## EXERCISE BRIEF
Each entry in the listing below should be restated word for word.

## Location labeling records
--------------------
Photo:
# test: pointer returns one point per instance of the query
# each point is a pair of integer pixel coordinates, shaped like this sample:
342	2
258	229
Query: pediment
--------------------
## FINAL RESULT
Photo:
# test: pointer returns one point per instance of the query
# each point is a pair of integer pixel coordinates, shaped like this sample:
342	2
258	229
Query: pediment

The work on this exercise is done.